**Exercise input**.
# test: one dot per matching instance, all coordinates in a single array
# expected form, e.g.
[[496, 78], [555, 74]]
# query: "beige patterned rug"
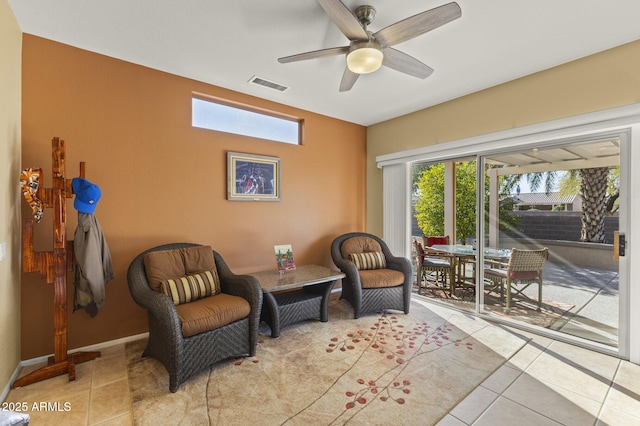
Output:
[[378, 369]]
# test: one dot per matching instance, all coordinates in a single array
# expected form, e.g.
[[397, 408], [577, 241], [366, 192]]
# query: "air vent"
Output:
[[266, 83]]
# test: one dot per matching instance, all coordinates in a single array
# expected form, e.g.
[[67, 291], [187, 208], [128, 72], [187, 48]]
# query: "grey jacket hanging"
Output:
[[93, 264]]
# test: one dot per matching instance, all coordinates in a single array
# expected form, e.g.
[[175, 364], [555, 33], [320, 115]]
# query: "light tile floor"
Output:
[[546, 383]]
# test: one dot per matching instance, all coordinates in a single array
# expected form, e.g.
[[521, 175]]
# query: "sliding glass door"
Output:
[[525, 236], [558, 236]]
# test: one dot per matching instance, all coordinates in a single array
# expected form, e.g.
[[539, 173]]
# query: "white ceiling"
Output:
[[225, 43]]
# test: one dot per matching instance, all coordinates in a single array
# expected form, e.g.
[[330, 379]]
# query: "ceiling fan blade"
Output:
[[418, 24], [332, 51], [344, 19], [348, 80], [402, 62]]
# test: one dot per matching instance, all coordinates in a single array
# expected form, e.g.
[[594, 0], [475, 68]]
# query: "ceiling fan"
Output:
[[367, 51]]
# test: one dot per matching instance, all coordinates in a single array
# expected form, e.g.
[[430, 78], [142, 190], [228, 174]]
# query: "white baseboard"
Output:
[[96, 347]]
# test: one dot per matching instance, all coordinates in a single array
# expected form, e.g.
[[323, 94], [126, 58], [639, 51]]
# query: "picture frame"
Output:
[[253, 177]]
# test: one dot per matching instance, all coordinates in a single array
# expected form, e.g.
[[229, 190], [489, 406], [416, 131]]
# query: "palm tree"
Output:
[[599, 192]]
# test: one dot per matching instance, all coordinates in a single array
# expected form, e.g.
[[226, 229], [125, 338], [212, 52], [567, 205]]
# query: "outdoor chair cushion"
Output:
[[211, 312], [192, 286], [359, 245], [369, 260]]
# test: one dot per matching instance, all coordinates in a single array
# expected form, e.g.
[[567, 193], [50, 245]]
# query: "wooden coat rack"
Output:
[[53, 266]]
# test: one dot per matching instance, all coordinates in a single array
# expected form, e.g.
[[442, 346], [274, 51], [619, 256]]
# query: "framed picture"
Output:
[[253, 177]]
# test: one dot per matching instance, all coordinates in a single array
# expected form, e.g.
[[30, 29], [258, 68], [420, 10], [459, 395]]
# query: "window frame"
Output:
[[252, 109]]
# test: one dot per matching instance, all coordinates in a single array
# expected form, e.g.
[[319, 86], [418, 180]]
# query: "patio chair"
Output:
[[524, 268], [435, 269]]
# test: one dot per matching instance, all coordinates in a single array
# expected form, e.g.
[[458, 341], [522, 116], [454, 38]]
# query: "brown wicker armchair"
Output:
[[183, 356], [375, 289]]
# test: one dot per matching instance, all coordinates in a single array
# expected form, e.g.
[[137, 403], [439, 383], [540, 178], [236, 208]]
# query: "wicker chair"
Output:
[[395, 293], [524, 268], [182, 356]]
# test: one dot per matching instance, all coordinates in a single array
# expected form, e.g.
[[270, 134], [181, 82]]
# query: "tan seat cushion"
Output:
[[163, 265], [198, 259], [171, 264], [359, 245], [211, 312], [377, 278]]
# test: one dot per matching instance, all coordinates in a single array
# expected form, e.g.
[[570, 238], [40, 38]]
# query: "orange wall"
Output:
[[164, 181]]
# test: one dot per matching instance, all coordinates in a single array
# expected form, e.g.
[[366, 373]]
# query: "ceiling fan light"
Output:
[[364, 60]]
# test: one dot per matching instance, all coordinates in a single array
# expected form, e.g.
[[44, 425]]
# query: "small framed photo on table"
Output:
[[253, 177]]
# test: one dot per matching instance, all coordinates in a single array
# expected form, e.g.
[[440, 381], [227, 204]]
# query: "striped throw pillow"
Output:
[[192, 287], [369, 260]]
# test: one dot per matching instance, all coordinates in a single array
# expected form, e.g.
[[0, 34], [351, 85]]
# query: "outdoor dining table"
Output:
[[461, 254]]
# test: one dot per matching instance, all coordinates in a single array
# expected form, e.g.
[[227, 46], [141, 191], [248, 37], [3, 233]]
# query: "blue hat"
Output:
[[87, 195]]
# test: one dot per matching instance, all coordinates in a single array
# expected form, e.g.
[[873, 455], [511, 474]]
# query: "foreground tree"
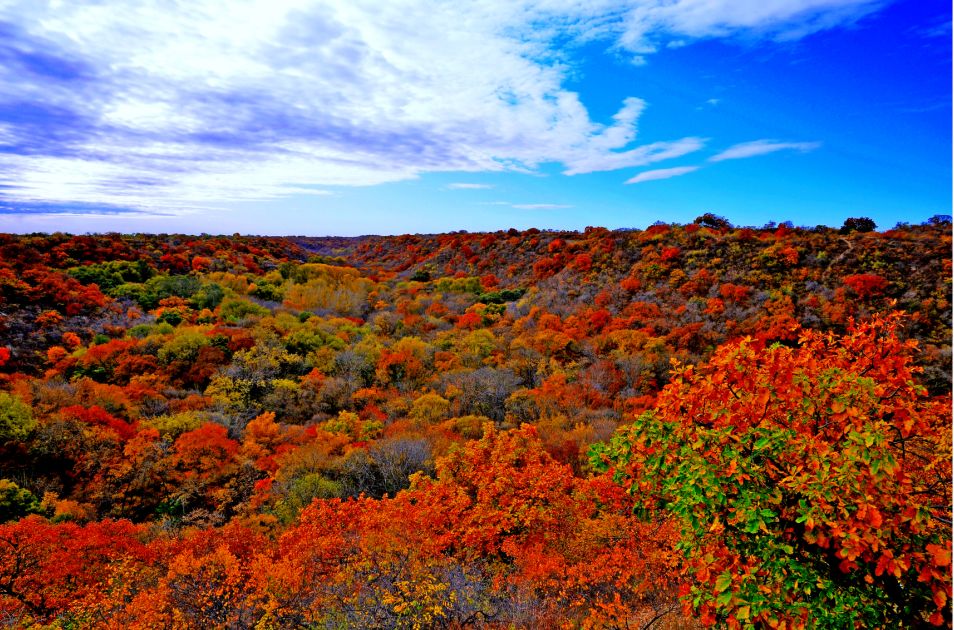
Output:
[[812, 483]]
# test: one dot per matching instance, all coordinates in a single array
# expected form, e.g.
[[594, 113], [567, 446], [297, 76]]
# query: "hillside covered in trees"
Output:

**Problem description**.
The job is to copy each line from the material above that holds the word "outdoor".

**The completed task**.
# query: "outdoor chair cushion"
# query: "outdoor dining table"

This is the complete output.